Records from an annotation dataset
'''

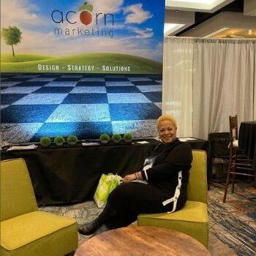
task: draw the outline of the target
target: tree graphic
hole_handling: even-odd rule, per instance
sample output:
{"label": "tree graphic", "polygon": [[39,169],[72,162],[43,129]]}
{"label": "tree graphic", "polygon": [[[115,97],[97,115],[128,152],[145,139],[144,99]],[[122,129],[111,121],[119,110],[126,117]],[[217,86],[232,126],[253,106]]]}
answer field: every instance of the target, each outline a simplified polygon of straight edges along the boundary
{"label": "tree graphic", "polygon": [[7,45],[12,45],[12,56],[15,57],[13,45],[20,42],[22,32],[16,26],[9,26],[1,29],[1,36]]}

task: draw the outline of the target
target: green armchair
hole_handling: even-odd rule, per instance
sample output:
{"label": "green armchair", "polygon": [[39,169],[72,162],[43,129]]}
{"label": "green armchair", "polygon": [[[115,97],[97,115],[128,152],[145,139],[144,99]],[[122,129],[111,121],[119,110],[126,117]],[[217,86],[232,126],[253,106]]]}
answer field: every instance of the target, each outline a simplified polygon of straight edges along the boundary
{"label": "green armchair", "polygon": [[139,226],[165,227],[187,234],[208,248],[206,153],[192,151],[193,161],[188,184],[188,200],[174,213],[140,214]]}
{"label": "green armchair", "polygon": [[25,161],[1,162],[1,256],[64,256],[78,247],[77,222],[39,211]]}

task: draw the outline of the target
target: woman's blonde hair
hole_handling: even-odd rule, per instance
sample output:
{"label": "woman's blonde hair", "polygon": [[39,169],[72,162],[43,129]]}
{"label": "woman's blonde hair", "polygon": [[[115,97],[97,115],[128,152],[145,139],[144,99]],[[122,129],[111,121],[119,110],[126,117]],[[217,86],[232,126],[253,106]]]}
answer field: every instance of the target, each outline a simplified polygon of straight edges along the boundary
{"label": "woman's blonde hair", "polygon": [[157,120],[157,128],[161,121],[166,121],[166,120],[170,121],[175,126],[175,127],[177,127],[176,119],[175,118],[175,117],[170,115],[164,114],[160,116]]}

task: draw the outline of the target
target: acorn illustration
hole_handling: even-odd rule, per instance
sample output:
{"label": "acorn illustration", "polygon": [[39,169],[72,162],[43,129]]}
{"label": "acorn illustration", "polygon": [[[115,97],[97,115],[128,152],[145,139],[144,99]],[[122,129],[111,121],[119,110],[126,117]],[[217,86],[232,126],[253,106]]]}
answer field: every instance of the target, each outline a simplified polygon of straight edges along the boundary
{"label": "acorn illustration", "polygon": [[87,26],[91,23],[92,20],[91,12],[93,9],[94,7],[91,4],[88,4],[87,1],[79,7],[79,10],[81,12],[80,13],[80,20],[83,24]]}

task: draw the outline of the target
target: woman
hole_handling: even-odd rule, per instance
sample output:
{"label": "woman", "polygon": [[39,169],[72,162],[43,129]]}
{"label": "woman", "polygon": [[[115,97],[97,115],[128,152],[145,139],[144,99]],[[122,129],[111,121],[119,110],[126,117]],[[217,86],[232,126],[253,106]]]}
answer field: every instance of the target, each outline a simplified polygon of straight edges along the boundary
{"label": "woman", "polygon": [[[161,116],[157,126],[161,143],[146,158],[143,169],[124,178],[123,183],[110,194],[99,216],[79,227],[80,234],[95,236],[127,226],[140,214],[173,212],[185,204],[192,149],[187,143],[176,138],[173,116]],[[132,182],[138,180],[147,184]]]}

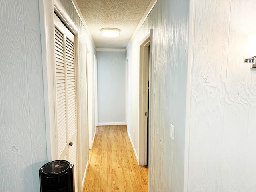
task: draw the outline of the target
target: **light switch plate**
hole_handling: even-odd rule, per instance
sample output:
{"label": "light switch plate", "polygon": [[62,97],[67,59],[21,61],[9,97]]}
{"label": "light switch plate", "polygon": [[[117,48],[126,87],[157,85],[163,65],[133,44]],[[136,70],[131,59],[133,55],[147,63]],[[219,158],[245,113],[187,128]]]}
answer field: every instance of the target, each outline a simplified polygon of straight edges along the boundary
{"label": "light switch plate", "polygon": [[170,136],[171,138],[172,139],[172,140],[174,140],[174,126],[172,124],[171,124],[170,127]]}

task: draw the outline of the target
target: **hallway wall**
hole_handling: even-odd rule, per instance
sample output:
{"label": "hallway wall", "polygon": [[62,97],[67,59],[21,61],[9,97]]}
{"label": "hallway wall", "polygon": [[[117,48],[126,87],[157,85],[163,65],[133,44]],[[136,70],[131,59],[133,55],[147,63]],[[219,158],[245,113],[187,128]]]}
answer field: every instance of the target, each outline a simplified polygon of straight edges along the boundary
{"label": "hallway wall", "polygon": [[[182,192],[185,150],[188,0],[158,0],[128,47],[128,132],[138,154],[139,46],[153,29],[149,118],[151,192]],[[141,42],[142,43],[142,42]],[[174,140],[170,137],[174,126]]]}
{"label": "hallway wall", "polygon": [[86,74],[86,48],[90,50],[90,56],[88,57],[90,63],[94,63],[94,55],[96,54],[96,50],[84,26],[79,18],[71,0],[60,0],[72,21],[78,29],[79,50],[78,61],[80,63],[80,99],[81,103],[81,128],[82,138],[81,167],[82,176],[85,174],[86,164],[89,160],[88,154],[88,116],[87,113],[87,76]]}
{"label": "hallway wall", "polygon": [[38,1],[0,1],[0,191],[40,191],[46,162]]}
{"label": "hallway wall", "polygon": [[255,191],[256,1],[194,2],[188,191]]}
{"label": "hallway wall", "polygon": [[125,52],[97,51],[98,124],[124,124]]}

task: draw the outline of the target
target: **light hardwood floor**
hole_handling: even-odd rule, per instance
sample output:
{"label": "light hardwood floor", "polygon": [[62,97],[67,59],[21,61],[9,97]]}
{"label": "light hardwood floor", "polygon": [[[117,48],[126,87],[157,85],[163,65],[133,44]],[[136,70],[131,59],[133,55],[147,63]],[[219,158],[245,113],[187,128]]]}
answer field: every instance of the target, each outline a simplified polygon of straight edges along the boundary
{"label": "light hardwood floor", "polygon": [[84,192],[148,191],[148,169],[139,166],[126,126],[98,126]]}

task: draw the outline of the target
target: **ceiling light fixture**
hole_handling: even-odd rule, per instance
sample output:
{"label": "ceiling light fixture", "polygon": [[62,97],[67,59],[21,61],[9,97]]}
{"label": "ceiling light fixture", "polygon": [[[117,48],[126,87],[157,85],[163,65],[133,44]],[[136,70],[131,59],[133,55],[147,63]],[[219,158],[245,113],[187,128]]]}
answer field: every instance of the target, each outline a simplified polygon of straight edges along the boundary
{"label": "ceiling light fixture", "polygon": [[115,37],[119,36],[120,30],[116,28],[104,28],[100,30],[100,32],[104,37]]}

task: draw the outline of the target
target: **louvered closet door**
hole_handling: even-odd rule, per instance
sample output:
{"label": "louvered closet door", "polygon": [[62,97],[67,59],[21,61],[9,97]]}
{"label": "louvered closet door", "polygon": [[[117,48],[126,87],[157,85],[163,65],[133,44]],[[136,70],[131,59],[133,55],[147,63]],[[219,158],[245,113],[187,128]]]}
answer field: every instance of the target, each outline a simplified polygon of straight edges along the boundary
{"label": "louvered closet door", "polygon": [[74,166],[78,191],[76,64],[74,35],[54,15],[55,122],[59,160]]}

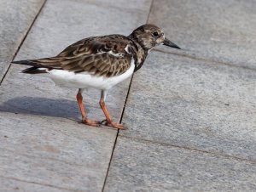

'''

§ WRITTEN EXERCISE
Show each line of the records above that contains the string "switch".

§ RESPONSE TO THE TASK
target: **light switch plate**
{"label": "light switch plate", "polygon": [[62,97],[67,59],[21,61],[9,97]]}
{"label": "light switch plate", "polygon": [[[117,48],[126,87],[157,85],[163,65],[133,44]],[[136,70],[131,59],[133,55],[147,63]],[[219,158],[245,113],[187,128]]]}
{"label": "light switch plate", "polygon": [[170,136],[171,138],[172,139],[172,140],[174,140],[174,126],[172,124],[171,124],[170,127]]}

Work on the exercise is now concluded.